What do Shenzhen’s Draft Public Security Video Regulations mean for Privacy Rights?

Song Changlin

Public safety camera on Shenzhen street

This paper focuses on the protection of privacy rights under the Public Security Video Information System (Video System) in Shenzhen. Here, Video System refers to the CCTV used for the purposes of public security. Shenzhen is one of the most important cities in China and it has done much work in the construction of this System. Shenzhen has recently drafted the Shenzhen Special Economic Zone Public Security Video Information System Management Regulations (Regulations)[1]. I will discuss whether the Regulations violates people’s privacy rights in Shenzhen. The first part introduces the development of the Video System, the second part introduces the relevant privacy law in China and the third part analyzes the impact of these Regulations on individuals’ privacy rights.

  1. Introduction

China is focusing on the construction of its Video System for the purpose of Harmonious Society because the government believes that the Video System can be useful in crime reduction[2]. Due to the development of artificial intelligence, big data and cloud technology, the use of the Video System is becoming a more common practice.

  1. Relevant Law in China

Privacy rights in China are regulated by three different bodies of law: the Constitution, departmental law (laws governing special areas of law), and regulations. The third kind is comprised of the regulations that are published by Ministries and local governments.

In the Constitution, Article 38, Article 39 and Article 40 are used to protect citizens’ human dignity, living places and freedom and security of communication.[3]However, in fact, courts in China will not accept a claim based on an infringement of constitutional rights. In China’s Civil Code, Article 110 says that “a natural person has the right to privacy”, and Article 111 says that “a natural person’s personal data is protected by law.”[4] In the Tort Liability Law, Article 2 says that citizens have privacy rights[5]. The Tort Liability Law and China’s Civil Code, however, are too vague and, as such, are inadequate in facing the privacy challenges that arise from the use of the Video System. Moreover, there are no specific definitions or elements of civilians’ privacy rights in relevant judicial interpretations. Thus, regulations will play a more important role since they are more specific and practicable.

 Relevant regulations are published by ministries and local governments. For example, Guangdong Province published Guangdong Province Public Security Video Image Information Video System Management Measures. Regulations generally, however, do not define what privacy rights are, although they do contain some principles of protecting privacy rights within them.
* * *
**EXERCISE GOAL**
Please write out the part of the article on Shenzhen's video regulations that begins at the words "Relevant regulations are" and stops after "rights within them.", word for word. The records are separate material, unrelated to the article on Shenzhen's video regulations.
* * *
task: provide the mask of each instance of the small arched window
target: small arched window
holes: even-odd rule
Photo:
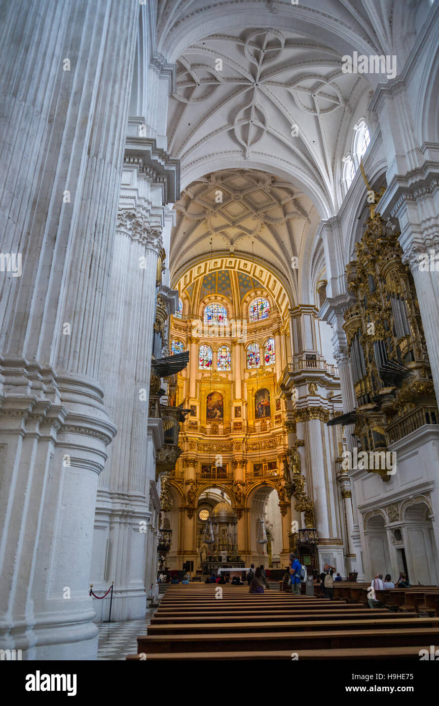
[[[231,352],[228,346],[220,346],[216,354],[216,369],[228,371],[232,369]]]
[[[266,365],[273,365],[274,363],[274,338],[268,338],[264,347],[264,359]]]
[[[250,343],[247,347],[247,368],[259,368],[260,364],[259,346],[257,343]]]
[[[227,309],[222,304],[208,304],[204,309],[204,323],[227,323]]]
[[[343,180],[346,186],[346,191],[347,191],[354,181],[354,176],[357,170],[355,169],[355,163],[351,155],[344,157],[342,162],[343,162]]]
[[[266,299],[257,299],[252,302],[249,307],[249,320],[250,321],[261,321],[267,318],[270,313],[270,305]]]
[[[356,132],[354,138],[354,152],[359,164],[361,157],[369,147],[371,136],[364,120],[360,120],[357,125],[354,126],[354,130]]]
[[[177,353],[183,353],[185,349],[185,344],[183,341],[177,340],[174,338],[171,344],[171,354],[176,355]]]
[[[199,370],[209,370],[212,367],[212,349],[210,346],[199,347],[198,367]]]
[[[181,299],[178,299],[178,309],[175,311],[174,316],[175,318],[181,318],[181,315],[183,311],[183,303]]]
* * *
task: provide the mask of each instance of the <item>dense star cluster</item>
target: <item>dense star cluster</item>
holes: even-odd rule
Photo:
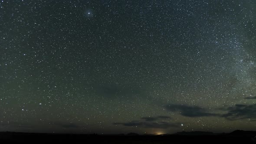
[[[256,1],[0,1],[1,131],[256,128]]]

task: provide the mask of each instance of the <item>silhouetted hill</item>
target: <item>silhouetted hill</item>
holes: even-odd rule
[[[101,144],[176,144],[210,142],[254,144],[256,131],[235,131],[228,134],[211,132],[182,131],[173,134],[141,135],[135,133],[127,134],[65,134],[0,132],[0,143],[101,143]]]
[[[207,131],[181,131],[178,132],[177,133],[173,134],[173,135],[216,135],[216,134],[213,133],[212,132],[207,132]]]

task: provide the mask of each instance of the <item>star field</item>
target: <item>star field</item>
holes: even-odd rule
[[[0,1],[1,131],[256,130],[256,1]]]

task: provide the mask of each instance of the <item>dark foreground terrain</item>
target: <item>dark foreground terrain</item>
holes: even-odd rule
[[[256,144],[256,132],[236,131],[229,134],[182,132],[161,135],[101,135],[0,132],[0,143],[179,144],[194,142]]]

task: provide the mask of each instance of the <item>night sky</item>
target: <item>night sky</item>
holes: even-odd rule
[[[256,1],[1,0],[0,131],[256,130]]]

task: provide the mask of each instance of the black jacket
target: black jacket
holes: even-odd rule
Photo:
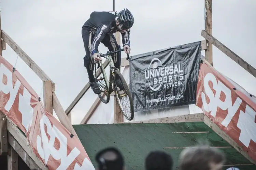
* * *
**IN RESPONSE**
Relevant regulations are published by ministries and local governments. For example, Guangdong Province published Guangdong Province Public Security Video Image Information Video System Management Measures. Regulations generally, however, do not define what privacy rights are, although they do contain some principles of protecting privacy rights within them.